**Task to complete:** Count the lines in the records below that contain the word "baseball", matching case exactly, and reply with the number alone.

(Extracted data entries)
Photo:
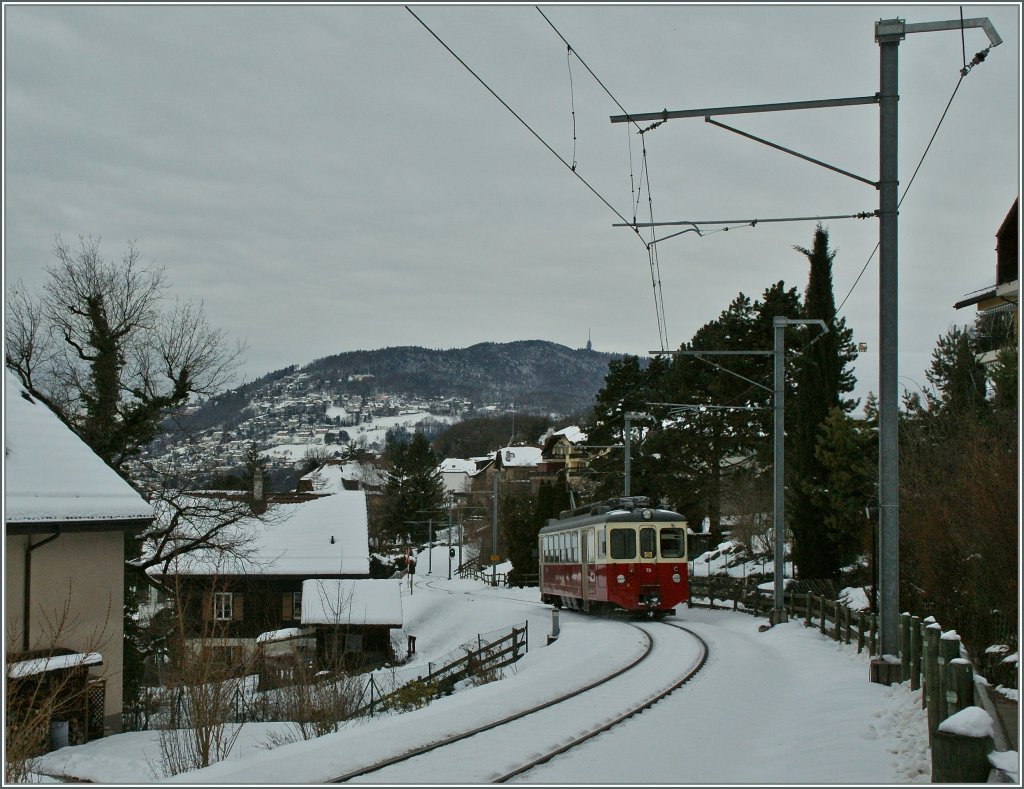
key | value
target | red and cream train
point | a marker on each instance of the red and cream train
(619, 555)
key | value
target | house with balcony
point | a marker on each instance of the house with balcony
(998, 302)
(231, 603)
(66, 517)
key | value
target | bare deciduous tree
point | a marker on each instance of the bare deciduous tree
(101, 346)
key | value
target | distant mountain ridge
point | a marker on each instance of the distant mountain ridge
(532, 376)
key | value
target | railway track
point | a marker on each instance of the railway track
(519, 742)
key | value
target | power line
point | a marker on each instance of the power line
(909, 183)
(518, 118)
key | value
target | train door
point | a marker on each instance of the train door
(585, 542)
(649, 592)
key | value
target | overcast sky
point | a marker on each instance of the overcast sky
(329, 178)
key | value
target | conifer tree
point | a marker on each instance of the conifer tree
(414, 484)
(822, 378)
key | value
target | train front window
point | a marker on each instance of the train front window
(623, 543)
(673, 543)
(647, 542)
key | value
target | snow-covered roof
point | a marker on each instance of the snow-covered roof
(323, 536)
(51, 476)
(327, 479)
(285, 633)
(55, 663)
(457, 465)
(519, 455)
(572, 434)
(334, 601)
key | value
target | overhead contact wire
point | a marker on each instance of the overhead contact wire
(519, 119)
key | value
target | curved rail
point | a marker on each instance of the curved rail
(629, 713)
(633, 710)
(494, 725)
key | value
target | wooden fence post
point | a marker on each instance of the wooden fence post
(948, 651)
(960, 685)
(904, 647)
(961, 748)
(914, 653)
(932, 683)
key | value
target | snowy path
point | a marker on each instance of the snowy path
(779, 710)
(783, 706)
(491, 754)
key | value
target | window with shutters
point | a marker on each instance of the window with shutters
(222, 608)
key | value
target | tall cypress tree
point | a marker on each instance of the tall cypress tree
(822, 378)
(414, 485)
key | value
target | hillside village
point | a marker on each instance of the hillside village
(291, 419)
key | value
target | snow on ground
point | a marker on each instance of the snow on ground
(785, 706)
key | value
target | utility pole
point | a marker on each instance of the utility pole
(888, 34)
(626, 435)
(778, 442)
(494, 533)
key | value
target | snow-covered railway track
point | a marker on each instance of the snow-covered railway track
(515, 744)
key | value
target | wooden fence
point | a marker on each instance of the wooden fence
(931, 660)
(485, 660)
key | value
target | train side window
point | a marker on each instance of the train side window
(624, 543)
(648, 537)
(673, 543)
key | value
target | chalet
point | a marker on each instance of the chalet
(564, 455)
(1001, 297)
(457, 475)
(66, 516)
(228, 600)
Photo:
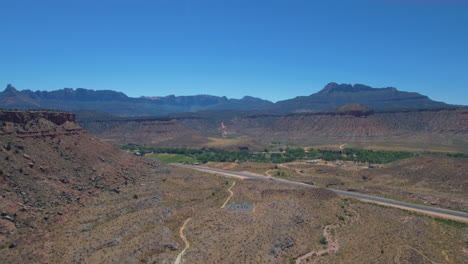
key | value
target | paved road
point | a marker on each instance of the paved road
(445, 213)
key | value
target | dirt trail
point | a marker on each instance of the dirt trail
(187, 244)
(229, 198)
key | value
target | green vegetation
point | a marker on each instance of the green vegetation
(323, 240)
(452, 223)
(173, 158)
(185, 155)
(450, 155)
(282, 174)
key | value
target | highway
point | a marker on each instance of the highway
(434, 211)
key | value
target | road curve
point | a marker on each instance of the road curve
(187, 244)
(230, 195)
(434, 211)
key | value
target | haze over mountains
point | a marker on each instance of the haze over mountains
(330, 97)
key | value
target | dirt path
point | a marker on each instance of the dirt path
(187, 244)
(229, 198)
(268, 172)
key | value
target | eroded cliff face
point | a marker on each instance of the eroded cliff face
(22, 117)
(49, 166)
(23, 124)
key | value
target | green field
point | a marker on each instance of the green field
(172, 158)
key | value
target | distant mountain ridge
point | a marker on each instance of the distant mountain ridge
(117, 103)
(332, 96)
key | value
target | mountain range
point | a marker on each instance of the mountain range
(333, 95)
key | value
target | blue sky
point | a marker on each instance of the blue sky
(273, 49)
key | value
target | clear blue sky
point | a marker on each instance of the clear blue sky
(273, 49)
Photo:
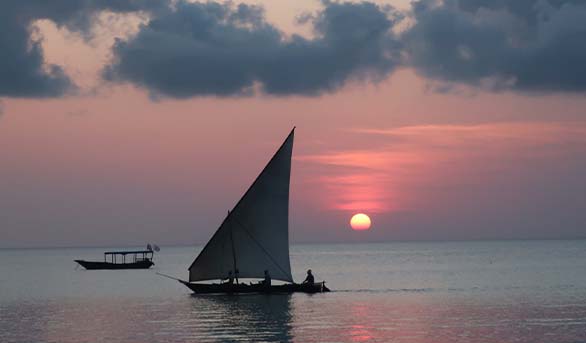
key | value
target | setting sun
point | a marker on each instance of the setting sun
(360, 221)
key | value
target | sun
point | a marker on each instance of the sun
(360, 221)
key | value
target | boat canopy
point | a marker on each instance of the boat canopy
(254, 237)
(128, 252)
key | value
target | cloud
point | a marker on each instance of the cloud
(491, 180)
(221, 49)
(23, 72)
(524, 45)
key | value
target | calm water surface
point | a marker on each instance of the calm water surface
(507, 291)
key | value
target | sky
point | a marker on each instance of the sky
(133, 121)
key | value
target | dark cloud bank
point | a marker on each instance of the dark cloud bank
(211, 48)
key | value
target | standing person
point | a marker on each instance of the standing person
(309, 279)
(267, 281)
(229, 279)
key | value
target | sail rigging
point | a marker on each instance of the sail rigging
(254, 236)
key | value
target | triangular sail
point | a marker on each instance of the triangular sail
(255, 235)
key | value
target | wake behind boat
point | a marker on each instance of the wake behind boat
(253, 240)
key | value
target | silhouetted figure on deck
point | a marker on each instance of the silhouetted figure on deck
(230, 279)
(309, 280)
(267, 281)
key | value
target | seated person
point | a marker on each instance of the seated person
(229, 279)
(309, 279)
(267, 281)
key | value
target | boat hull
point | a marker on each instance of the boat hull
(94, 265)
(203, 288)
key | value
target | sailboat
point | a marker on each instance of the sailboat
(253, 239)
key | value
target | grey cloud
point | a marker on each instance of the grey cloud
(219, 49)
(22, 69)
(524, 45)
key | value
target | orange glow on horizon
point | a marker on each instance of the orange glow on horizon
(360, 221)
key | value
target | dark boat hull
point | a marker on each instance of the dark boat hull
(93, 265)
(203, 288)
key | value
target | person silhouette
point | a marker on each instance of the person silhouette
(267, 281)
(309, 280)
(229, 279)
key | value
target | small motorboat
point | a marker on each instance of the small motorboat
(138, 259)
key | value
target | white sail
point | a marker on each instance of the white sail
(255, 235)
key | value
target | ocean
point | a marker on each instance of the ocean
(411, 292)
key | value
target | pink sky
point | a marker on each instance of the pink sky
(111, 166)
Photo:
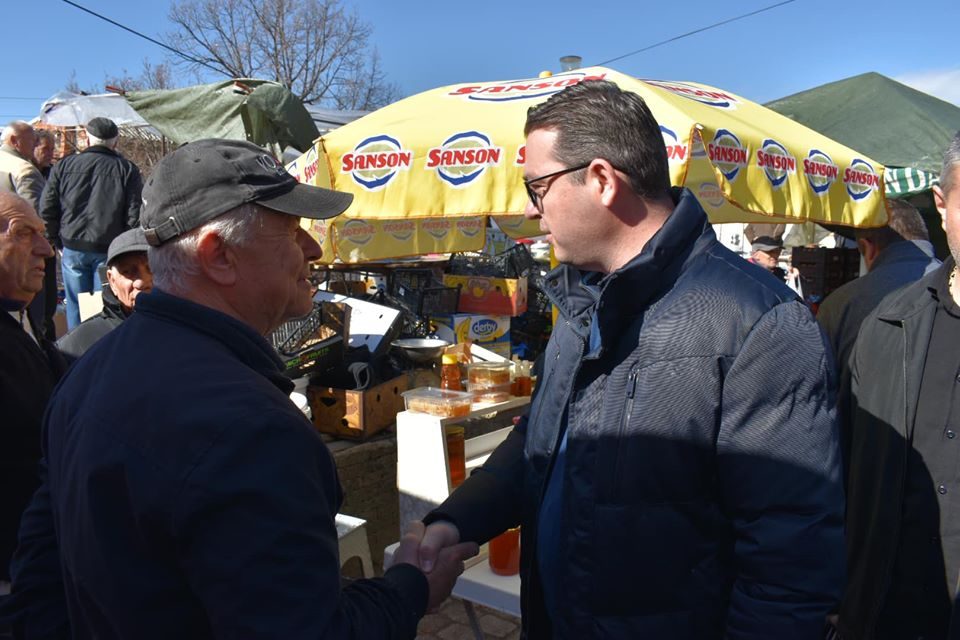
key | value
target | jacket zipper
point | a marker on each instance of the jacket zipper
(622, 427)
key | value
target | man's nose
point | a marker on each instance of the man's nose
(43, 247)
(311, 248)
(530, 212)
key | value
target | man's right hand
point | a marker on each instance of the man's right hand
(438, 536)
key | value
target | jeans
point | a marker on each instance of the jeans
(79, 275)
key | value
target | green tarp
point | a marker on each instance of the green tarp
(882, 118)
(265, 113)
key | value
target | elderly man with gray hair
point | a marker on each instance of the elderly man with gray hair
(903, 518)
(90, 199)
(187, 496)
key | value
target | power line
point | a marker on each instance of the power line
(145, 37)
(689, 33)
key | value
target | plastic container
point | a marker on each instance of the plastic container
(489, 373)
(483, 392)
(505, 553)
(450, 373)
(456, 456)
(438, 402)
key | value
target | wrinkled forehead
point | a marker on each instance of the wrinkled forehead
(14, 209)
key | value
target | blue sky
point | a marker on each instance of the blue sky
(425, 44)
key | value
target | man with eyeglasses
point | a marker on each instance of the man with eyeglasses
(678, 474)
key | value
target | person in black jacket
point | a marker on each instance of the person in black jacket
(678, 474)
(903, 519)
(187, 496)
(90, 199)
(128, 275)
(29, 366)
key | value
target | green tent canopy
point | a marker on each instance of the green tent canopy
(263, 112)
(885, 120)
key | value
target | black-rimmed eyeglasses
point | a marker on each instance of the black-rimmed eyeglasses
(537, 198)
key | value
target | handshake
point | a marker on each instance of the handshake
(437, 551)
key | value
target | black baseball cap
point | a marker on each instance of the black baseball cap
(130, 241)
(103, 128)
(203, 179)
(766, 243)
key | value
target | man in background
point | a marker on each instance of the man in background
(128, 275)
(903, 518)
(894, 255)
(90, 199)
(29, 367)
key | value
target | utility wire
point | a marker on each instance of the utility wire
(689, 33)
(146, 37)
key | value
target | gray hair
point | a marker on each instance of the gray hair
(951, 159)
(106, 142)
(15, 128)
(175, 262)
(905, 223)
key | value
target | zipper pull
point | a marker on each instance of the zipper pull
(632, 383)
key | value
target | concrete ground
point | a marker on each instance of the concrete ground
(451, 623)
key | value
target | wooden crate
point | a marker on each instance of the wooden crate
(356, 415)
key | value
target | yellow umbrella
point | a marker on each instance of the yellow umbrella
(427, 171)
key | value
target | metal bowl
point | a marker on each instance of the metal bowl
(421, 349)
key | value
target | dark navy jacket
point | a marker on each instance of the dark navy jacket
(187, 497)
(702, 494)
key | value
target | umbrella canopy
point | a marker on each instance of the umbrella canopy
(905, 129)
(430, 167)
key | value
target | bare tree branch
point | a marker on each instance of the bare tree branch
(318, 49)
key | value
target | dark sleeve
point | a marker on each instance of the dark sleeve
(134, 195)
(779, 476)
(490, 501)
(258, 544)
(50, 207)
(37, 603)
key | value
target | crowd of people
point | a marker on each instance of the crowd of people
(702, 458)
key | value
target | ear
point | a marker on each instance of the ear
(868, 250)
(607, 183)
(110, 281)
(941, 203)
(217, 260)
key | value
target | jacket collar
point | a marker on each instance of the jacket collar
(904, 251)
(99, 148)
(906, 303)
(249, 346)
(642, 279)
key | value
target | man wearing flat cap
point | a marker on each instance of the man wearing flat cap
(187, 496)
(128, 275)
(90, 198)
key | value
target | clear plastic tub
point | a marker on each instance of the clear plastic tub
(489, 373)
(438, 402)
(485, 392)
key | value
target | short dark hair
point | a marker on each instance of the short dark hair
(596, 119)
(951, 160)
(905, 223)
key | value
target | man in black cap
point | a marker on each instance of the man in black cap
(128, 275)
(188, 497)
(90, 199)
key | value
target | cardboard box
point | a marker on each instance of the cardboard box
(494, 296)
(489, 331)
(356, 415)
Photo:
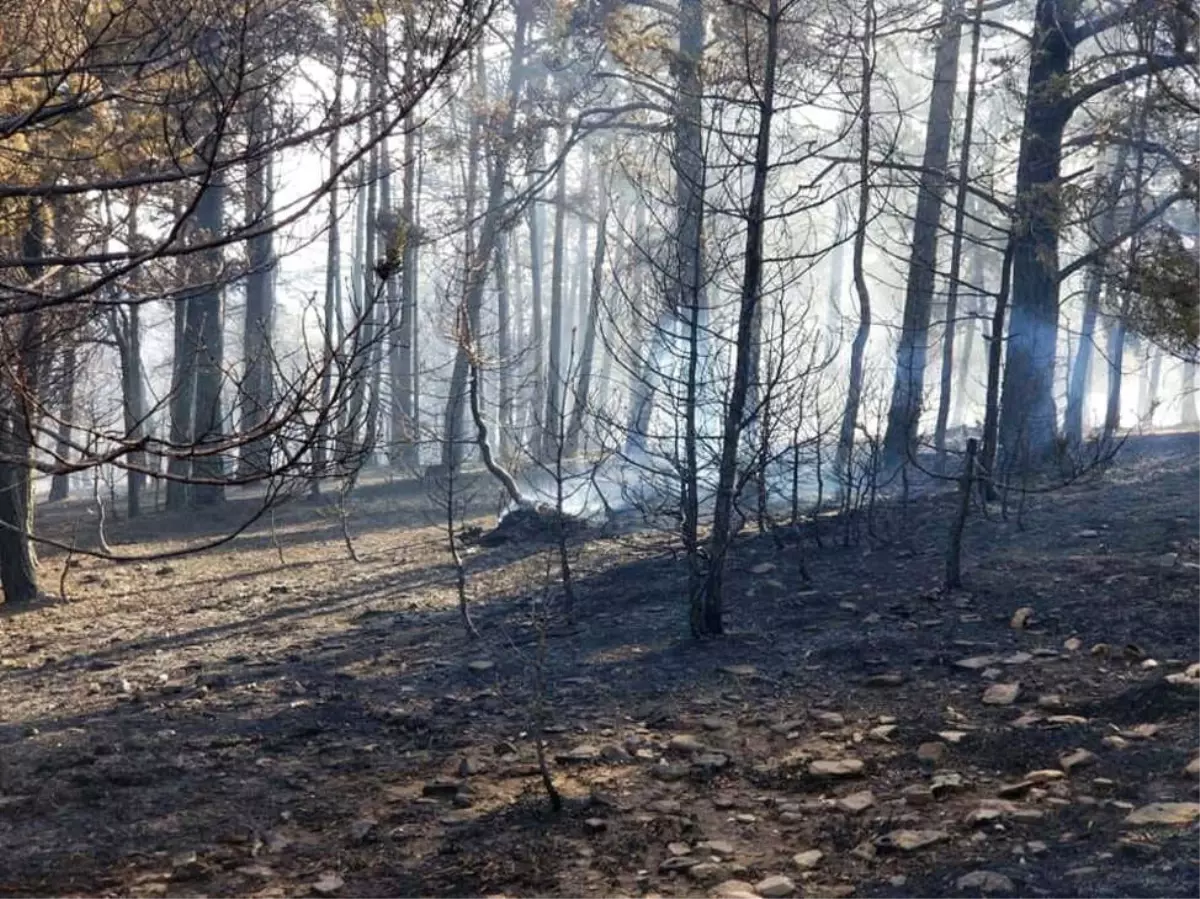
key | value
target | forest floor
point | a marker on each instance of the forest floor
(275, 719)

**Output for this task:** 2